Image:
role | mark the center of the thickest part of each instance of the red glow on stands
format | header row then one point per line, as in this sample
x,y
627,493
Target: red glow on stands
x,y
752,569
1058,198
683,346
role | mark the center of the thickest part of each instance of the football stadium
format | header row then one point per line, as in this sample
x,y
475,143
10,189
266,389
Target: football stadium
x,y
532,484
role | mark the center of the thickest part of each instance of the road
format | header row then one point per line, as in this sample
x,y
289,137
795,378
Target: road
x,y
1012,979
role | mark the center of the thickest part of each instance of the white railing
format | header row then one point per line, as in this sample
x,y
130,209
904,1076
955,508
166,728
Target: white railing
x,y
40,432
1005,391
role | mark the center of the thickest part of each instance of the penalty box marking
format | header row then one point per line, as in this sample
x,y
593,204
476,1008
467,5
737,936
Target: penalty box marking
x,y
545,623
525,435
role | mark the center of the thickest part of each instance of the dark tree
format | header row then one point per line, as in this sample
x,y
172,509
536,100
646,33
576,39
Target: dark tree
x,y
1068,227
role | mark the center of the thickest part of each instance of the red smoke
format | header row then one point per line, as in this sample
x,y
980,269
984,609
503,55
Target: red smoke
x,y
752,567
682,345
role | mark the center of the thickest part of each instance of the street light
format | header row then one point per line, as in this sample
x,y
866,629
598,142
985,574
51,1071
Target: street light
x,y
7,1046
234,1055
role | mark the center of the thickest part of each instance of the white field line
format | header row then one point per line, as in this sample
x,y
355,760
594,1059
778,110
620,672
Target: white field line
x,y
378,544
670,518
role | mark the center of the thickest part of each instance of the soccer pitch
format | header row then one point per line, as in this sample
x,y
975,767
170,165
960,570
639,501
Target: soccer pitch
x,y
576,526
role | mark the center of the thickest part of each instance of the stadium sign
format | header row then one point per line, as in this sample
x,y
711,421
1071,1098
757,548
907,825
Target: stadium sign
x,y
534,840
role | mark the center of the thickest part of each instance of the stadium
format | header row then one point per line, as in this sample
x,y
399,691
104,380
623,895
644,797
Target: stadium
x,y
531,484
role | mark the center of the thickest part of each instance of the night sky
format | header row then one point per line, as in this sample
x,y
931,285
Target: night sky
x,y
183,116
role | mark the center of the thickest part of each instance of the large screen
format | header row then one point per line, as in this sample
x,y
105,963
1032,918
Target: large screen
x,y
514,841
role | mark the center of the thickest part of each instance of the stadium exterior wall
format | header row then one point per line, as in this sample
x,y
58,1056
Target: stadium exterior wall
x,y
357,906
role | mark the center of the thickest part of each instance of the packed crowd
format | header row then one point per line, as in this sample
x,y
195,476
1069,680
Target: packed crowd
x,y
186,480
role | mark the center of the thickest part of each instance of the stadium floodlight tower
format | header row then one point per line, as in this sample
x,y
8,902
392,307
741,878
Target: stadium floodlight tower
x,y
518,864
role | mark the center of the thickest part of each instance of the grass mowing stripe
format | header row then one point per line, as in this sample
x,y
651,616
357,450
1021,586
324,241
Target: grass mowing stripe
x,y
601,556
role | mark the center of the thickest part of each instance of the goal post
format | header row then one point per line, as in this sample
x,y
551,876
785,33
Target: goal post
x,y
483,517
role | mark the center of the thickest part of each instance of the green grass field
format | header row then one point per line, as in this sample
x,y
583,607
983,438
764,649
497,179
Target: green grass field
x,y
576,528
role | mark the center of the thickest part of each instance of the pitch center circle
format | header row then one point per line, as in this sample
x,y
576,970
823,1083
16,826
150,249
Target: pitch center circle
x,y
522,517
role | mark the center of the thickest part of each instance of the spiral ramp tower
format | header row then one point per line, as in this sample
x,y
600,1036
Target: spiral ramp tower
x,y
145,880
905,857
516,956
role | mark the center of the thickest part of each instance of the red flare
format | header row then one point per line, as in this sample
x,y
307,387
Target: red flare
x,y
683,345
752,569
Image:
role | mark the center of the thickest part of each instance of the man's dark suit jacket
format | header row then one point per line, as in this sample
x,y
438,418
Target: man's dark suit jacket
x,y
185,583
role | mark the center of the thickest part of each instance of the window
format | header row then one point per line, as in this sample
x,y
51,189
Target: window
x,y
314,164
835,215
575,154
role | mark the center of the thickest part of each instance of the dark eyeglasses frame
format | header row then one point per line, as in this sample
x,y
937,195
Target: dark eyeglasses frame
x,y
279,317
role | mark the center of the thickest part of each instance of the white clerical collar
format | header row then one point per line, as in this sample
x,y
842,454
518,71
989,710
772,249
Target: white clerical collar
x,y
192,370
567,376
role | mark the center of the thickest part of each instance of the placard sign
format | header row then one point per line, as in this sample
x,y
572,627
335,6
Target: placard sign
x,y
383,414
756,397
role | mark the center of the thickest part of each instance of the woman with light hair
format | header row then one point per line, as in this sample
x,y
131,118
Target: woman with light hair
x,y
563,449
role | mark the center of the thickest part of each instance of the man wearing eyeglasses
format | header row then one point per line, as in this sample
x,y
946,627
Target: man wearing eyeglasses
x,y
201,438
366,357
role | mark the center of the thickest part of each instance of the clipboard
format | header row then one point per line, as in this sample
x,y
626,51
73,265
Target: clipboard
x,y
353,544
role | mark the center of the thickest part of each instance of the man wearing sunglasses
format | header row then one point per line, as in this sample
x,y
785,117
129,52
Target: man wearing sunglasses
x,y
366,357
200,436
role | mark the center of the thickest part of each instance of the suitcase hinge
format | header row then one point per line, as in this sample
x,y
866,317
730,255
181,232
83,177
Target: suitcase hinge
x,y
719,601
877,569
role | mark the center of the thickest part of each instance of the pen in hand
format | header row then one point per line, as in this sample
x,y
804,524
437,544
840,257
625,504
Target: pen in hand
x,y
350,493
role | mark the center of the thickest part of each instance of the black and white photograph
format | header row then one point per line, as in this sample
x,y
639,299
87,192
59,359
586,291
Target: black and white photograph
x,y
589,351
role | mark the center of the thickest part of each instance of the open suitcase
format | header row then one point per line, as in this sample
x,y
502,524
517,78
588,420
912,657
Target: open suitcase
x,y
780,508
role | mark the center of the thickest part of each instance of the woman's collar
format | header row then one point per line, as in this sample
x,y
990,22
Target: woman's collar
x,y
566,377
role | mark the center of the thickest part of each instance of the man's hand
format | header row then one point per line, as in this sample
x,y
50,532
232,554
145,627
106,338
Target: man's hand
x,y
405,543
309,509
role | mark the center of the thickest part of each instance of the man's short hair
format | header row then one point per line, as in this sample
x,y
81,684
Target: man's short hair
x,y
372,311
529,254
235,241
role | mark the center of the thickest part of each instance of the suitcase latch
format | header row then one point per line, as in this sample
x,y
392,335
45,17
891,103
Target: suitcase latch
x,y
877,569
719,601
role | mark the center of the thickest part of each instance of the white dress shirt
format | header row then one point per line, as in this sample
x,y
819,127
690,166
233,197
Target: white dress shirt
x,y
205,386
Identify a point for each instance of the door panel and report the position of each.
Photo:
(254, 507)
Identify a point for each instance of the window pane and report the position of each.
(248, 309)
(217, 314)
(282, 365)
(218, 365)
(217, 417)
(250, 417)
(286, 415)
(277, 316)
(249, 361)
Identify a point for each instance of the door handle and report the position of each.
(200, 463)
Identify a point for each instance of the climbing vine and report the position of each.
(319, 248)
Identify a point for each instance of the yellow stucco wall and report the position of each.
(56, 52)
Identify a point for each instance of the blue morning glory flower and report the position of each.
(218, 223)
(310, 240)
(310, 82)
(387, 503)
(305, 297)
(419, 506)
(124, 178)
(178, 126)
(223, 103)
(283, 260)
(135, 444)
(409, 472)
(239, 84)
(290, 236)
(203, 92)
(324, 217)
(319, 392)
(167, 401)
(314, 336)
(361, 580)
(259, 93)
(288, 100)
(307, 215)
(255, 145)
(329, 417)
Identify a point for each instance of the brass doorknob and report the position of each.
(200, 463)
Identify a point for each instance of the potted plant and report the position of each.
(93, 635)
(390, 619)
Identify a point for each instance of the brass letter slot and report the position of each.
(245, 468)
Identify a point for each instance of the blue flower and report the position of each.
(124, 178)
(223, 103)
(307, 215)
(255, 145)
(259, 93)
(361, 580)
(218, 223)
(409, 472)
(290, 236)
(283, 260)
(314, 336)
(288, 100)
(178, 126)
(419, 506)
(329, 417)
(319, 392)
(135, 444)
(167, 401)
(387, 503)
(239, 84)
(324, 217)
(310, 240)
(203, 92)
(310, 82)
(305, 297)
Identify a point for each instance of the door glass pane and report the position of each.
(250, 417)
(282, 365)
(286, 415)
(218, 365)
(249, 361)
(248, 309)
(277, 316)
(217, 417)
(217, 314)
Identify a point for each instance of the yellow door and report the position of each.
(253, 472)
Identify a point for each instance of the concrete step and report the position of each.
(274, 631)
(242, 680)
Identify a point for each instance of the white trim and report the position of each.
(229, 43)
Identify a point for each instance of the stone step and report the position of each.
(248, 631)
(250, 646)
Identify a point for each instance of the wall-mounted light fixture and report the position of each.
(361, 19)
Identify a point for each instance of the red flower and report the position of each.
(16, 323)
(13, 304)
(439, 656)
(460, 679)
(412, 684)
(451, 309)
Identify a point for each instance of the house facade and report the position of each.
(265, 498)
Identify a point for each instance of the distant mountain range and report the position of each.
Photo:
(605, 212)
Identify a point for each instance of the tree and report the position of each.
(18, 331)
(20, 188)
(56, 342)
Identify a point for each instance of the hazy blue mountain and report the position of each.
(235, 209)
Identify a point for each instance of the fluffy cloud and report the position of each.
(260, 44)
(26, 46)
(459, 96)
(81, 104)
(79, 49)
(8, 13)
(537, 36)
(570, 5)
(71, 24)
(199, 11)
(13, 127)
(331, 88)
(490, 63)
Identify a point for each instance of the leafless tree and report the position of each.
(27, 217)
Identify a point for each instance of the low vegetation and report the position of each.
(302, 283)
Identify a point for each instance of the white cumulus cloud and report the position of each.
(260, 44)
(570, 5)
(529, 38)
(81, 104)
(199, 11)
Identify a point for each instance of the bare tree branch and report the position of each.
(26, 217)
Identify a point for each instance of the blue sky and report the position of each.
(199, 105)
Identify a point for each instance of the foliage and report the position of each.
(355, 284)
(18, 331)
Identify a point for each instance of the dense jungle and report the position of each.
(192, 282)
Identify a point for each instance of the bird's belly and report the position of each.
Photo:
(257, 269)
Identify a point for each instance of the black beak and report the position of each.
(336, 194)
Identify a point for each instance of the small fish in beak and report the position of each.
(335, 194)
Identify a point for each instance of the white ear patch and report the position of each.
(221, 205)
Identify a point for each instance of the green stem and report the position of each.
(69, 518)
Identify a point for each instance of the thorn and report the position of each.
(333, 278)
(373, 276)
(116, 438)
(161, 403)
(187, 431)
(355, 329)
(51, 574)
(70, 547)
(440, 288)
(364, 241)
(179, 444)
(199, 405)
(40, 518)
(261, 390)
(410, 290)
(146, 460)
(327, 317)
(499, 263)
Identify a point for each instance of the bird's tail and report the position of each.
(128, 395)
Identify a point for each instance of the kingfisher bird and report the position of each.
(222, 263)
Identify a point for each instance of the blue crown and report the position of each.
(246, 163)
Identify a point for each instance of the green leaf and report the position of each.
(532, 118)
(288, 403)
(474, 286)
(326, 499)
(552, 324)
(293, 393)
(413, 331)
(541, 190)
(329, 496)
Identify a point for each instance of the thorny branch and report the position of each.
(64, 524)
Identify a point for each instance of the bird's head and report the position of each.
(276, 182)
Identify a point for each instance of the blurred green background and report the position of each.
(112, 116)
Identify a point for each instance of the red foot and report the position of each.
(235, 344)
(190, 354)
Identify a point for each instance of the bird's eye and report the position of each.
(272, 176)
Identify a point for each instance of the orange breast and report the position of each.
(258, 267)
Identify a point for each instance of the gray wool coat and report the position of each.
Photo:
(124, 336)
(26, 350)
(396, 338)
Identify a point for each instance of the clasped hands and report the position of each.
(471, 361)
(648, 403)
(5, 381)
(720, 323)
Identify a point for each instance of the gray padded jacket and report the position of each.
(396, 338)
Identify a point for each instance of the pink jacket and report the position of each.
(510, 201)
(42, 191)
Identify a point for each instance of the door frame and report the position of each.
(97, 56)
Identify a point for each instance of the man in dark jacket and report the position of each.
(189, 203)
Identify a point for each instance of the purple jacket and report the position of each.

* **Your goal**: Could you retype exactly the lines above, starting at the line that contains "Target: red glow on stands" and ending at the line that contains "of the road", and nothing more?

* **Task result**:
Target: red glow on stands
x,y
752,569
1058,198
683,346
role | mark the center of the thickest part of each instance of the football stadium
format | header row then one point per line, as in this sample
x,y
475,143
10,189
266,389
Target: football stadium
x,y
532,484
role | mark the center of the thickest part of each instance of the road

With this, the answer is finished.